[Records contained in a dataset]
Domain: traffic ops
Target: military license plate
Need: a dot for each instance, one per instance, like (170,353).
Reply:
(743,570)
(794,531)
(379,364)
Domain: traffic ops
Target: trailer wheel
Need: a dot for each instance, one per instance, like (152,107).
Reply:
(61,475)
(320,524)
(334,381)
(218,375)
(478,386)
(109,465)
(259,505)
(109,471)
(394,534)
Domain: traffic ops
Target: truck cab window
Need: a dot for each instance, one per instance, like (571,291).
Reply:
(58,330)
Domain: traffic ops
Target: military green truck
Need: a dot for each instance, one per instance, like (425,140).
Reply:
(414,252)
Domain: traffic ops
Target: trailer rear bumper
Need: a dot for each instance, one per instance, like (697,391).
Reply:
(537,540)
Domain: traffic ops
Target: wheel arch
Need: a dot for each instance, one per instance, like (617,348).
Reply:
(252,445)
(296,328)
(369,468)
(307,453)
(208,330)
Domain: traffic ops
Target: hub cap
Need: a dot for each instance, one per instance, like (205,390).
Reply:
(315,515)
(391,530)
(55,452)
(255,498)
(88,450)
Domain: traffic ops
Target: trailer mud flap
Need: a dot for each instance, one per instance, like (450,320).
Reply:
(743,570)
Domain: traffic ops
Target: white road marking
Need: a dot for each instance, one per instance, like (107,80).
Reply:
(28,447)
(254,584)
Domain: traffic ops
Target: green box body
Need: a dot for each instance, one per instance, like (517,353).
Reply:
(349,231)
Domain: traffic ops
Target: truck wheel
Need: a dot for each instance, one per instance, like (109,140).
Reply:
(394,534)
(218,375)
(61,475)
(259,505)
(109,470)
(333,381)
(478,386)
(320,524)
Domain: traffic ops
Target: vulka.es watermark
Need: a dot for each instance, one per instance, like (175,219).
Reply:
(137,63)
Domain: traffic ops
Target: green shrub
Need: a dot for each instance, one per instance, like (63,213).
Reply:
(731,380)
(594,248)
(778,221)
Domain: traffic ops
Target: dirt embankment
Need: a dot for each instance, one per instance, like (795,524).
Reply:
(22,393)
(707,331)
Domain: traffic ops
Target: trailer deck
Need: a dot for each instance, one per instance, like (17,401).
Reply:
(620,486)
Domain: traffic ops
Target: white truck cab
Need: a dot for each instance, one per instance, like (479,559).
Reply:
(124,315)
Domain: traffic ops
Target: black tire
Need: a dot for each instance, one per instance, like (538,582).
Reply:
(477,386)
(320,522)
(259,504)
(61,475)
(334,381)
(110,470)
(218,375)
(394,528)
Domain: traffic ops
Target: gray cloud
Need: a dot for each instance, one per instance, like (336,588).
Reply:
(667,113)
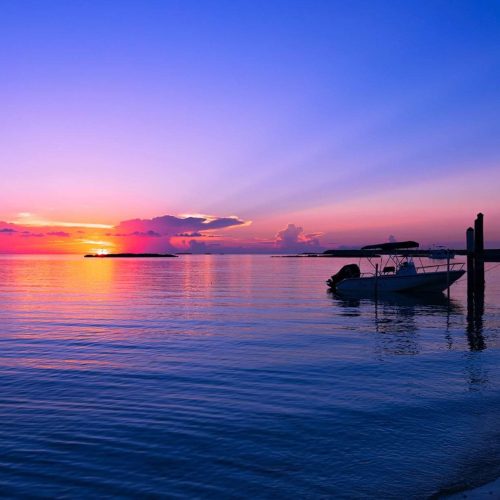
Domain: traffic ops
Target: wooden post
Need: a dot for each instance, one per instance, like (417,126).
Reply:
(479,253)
(470,261)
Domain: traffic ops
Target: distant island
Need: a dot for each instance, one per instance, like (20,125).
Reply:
(128,255)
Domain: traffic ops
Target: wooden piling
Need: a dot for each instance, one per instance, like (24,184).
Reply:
(479,253)
(470,260)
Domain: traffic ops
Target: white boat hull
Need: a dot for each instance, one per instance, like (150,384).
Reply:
(422,282)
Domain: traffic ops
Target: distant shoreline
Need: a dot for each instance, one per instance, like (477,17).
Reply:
(129,255)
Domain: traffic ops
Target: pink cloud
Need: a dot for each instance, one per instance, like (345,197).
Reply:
(293,239)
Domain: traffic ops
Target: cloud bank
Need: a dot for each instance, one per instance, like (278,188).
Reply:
(293,239)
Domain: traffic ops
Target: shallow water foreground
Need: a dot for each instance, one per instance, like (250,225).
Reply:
(237,376)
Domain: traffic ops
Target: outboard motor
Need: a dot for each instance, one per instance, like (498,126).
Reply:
(348,271)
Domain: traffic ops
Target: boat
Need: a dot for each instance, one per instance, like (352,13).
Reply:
(399,273)
(439,252)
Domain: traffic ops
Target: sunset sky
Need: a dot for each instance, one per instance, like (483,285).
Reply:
(247,125)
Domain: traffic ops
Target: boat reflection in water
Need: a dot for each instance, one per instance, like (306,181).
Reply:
(402,322)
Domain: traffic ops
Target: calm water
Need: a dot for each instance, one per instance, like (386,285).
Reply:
(238,376)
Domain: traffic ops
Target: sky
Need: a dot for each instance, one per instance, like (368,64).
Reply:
(247,126)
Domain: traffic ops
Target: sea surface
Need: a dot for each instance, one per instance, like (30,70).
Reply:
(239,376)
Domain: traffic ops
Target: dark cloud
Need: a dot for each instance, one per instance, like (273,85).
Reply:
(140,234)
(170,225)
(29,234)
(190,235)
(293,239)
(62,234)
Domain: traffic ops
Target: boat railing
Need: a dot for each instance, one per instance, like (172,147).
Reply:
(453,266)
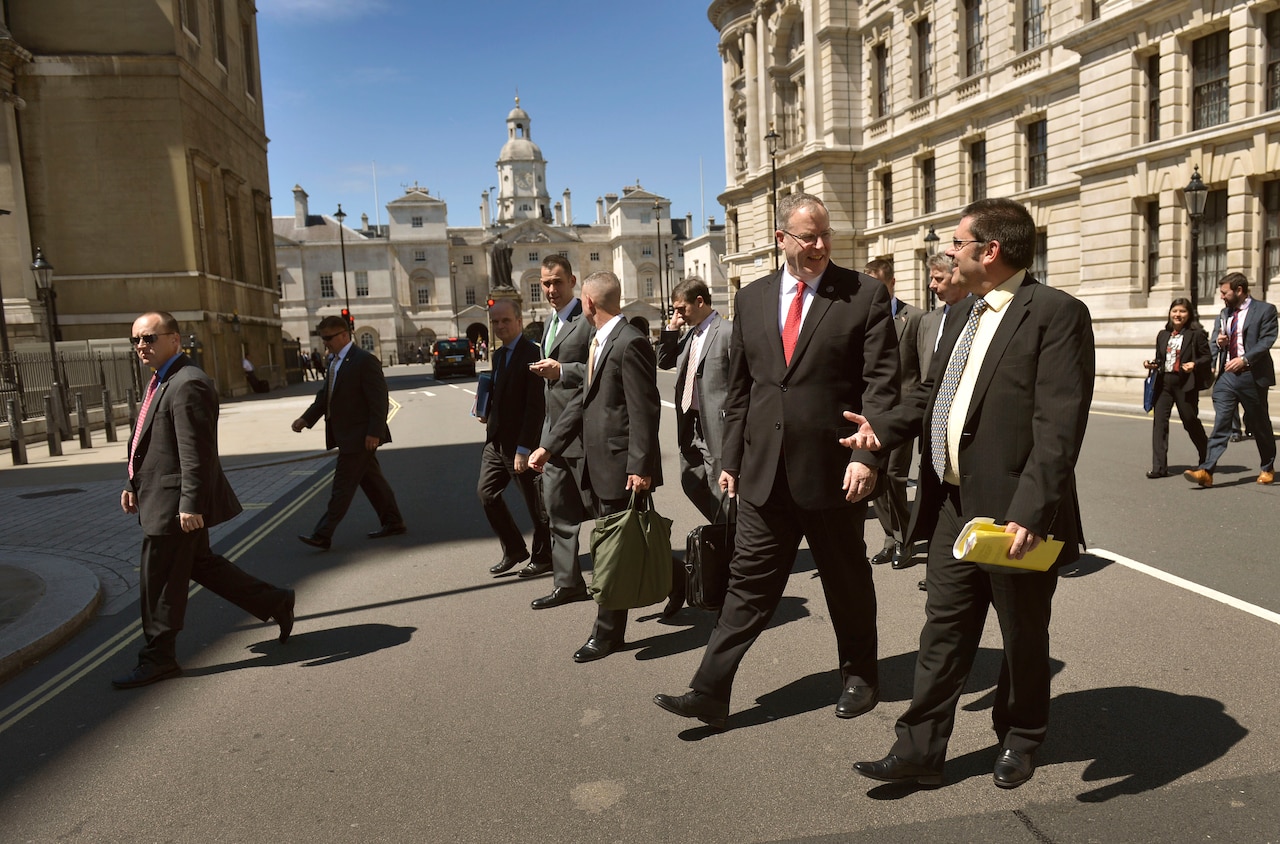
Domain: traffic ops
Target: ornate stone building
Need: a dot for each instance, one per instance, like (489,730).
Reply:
(1092,113)
(419,278)
(133,153)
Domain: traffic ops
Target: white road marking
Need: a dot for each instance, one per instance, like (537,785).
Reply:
(1212,594)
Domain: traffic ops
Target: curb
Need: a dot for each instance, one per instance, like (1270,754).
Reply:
(72,597)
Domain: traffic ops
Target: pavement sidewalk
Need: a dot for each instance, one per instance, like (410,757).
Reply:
(51,583)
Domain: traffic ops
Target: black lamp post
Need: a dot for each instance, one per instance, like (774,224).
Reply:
(657,256)
(44,273)
(342,247)
(772,140)
(1194,196)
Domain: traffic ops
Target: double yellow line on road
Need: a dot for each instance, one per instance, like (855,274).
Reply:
(69,675)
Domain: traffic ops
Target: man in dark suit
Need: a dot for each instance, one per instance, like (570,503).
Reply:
(616,415)
(513,425)
(700,360)
(809,342)
(891,507)
(1002,414)
(353,405)
(1244,332)
(565,347)
(178,489)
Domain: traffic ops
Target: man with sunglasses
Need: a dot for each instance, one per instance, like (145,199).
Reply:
(809,342)
(178,491)
(353,405)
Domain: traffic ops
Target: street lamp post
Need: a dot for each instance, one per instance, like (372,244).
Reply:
(772,138)
(44,273)
(342,247)
(1194,196)
(657,256)
(931,249)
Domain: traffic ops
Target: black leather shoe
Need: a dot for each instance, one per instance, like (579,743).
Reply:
(283,615)
(507,564)
(892,769)
(595,649)
(1013,769)
(695,705)
(534,569)
(888,553)
(388,530)
(558,597)
(856,699)
(146,674)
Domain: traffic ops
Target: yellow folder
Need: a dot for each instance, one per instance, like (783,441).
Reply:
(983,541)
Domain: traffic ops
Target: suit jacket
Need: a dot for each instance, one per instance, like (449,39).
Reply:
(1260,336)
(517,404)
(616,416)
(176,461)
(1025,421)
(570,348)
(1194,348)
(845,359)
(711,369)
(359,405)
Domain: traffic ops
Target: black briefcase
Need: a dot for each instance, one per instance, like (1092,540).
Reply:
(707,553)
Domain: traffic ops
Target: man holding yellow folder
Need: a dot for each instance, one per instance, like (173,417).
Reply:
(1002,415)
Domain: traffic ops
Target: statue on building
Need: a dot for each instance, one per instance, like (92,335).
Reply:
(499,265)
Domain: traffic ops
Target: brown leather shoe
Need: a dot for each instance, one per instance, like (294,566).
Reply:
(1200,477)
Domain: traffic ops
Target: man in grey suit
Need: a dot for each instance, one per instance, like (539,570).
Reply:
(562,366)
(1244,333)
(700,360)
(891,506)
(616,415)
(178,491)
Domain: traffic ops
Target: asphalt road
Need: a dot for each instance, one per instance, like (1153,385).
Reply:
(421,699)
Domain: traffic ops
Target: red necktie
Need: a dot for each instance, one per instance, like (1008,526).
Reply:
(791,328)
(142,418)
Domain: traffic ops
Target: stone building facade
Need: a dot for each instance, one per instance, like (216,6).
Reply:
(417,278)
(1092,113)
(133,153)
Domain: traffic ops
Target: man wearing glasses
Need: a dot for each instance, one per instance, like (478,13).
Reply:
(353,405)
(809,342)
(178,491)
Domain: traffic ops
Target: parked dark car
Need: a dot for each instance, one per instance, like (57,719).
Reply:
(453,356)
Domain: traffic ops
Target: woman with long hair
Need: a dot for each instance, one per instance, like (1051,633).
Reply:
(1183,368)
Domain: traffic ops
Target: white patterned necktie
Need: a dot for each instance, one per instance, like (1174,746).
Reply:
(947,391)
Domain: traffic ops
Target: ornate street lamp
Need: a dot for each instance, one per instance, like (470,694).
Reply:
(44,273)
(1194,196)
(772,140)
(342,246)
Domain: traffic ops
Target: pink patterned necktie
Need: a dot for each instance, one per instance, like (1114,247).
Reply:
(142,418)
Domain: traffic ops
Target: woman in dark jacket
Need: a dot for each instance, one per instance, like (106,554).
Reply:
(1183,368)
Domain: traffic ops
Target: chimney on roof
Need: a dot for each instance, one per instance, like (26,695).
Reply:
(300,206)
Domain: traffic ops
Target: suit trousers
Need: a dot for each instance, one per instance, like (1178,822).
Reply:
(497,471)
(699,469)
(1174,389)
(891,507)
(359,469)
(1240,389)
(768,537)
(169,562)
(955,611)
(562,500)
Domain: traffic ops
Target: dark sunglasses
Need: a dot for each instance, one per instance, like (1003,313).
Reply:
(147,338)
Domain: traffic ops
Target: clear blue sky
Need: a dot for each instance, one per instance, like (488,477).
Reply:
(615,91)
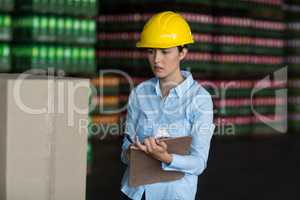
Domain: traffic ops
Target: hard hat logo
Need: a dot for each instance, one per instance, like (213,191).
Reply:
(164,30)
(171,36)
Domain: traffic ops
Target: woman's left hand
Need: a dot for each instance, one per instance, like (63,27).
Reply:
(156,148)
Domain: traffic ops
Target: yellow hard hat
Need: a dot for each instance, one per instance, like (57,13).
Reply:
(164,30)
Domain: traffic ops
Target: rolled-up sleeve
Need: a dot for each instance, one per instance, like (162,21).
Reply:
(130,124)
(201,132)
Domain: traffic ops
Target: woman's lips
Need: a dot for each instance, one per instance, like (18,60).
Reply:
(158,69)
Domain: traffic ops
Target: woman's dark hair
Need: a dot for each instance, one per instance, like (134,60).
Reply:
(180,48)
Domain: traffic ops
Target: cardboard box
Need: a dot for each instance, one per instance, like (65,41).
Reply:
(42,138)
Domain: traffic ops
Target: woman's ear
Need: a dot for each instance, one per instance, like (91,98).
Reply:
(183,53)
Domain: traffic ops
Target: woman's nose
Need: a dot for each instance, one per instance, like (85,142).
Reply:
(157,56)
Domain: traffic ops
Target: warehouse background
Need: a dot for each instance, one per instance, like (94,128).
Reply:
(238,44)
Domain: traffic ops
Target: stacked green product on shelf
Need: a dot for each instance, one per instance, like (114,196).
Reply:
(55,34)
(5,58)
(7,5)
(5,27)
(70,59)
(67,7)
(55,29)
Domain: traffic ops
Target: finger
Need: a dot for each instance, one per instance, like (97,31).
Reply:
(162,144)
(148,145)
(140,146)
(153,143)
(134,147)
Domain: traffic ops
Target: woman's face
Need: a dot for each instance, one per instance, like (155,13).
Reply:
(165,63)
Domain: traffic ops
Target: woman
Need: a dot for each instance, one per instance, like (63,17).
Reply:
(171,104)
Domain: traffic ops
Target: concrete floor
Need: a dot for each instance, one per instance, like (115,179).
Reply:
(243,168)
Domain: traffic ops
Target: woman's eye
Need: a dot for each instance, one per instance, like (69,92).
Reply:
(150,51)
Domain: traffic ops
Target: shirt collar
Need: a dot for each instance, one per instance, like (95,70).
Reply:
(179,89)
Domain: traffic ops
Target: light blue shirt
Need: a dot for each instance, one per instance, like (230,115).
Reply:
(187,110)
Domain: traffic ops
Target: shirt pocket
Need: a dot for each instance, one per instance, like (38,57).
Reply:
(178,126)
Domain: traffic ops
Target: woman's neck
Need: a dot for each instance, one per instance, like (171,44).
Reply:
(168,83)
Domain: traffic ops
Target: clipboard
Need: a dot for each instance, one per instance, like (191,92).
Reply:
(143,169)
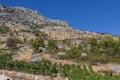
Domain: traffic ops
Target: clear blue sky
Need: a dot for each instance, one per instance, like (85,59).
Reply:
(92,15)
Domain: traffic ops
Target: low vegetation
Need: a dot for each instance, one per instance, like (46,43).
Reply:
(73,72)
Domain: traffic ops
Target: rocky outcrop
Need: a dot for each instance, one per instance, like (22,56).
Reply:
(22,15)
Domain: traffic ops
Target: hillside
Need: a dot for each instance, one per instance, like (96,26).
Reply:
(29,37)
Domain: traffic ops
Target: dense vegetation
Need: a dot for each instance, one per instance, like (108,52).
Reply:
(104,50)
(44,67)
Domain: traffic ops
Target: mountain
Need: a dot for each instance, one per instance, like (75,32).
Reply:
(28,36)
(23,15)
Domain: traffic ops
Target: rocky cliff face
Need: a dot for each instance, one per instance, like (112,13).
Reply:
(23,15)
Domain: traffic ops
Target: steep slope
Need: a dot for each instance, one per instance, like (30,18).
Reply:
(24,15)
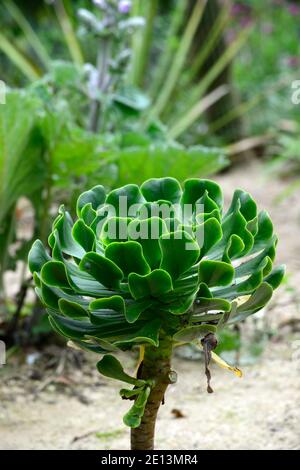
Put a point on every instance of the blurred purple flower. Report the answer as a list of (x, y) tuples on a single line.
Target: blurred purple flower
[(267, 28), (240, 9), (124, 6), (293, 61), (100, 3), (294, 9)]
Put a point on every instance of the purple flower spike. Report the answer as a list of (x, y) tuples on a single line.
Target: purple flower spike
[(100, 3), (124, 6)]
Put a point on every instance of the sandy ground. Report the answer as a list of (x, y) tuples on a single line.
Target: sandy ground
[(81, 410)]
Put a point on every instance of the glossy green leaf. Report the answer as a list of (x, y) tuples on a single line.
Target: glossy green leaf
[(54, 274), (215, 273), (155, 284), (156, 189), (83, 235), (195, 188), (179, 252), (147, 232), (37, 256), (257, 301), (128, 256), (276, 276), (109, 366), (72, 309), (102, 269), (95, 196), (135, 309), (123, 199), (136, 412)]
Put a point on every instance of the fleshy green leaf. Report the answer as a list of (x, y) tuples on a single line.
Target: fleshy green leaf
[(156, 189), (95, 196), (102, 269), (215, 273), (155, 284), (37, 256), (124, 199), (128, 256), (109, 366), (179, 252), (147, 232)]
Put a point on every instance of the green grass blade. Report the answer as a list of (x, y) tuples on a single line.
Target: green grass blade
[(143, 44), (179, 59), (68, 31), (193, 114), (217, 29), (18, 58), (168, 49), (247, 106), (199, 90), (28, 32)]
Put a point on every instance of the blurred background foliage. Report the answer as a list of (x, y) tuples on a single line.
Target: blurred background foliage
[(119, 91)]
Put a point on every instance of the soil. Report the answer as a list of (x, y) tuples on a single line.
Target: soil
[(69, 406)]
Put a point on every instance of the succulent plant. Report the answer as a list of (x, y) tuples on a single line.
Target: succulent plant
[(154, 266)]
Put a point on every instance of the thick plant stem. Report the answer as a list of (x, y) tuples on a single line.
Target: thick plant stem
[(156, 366)]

EXERCISE REQUIREMENTS: Only lines with the word "sunglasses" are wanted. Find and copy them from the records above.

EXERCISE OUTPUT:
Target: man with sunglasses
Target: dark sunglasses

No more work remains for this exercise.